Stored items from a collection
☆ ☆ ☆ ☆ ☆

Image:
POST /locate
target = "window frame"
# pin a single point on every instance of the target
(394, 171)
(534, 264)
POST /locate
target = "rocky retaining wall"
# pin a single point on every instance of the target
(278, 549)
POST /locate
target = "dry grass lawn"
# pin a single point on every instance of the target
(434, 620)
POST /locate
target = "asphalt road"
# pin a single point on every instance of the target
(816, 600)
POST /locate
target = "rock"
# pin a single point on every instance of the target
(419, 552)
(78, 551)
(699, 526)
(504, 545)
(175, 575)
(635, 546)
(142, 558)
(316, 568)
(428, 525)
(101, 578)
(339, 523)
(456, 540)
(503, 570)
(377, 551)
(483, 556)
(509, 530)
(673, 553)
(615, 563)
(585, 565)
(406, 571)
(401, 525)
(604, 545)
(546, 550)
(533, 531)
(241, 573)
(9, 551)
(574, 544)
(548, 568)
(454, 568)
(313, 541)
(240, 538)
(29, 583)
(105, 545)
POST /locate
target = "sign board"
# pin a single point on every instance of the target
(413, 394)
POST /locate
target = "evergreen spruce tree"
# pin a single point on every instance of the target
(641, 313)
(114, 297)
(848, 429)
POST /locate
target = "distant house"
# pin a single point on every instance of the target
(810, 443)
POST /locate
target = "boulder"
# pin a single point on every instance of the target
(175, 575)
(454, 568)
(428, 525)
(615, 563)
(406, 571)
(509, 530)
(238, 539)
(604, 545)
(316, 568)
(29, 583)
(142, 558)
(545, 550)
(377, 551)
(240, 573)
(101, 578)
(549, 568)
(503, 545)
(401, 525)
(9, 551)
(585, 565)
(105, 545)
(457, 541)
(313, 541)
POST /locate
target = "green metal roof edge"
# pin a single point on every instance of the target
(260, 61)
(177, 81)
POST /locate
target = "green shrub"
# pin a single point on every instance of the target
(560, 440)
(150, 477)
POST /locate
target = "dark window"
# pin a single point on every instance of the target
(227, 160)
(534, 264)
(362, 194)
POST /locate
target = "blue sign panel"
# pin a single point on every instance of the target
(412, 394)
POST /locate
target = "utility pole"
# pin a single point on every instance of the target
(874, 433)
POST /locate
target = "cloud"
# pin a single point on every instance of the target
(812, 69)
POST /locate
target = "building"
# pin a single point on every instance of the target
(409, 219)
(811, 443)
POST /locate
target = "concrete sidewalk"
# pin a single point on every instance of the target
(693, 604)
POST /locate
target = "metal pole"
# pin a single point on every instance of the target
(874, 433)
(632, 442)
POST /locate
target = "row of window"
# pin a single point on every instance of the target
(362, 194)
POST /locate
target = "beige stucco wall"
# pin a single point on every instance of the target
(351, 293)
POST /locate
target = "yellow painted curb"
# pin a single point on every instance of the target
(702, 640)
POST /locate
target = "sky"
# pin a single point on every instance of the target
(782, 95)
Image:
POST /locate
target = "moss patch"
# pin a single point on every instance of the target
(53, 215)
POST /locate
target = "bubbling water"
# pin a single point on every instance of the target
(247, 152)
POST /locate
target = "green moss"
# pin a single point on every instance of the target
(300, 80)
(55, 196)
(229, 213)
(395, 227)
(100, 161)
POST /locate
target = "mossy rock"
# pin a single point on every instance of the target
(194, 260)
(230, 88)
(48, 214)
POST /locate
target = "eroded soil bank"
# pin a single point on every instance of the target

☆ ☆ ☆ ☆ ☆

§ **REQUIREMENT**
Count up the lines in the preceding data that include the word "sign"; respond with the number only.

§ **WRITTEN ANSWER**
2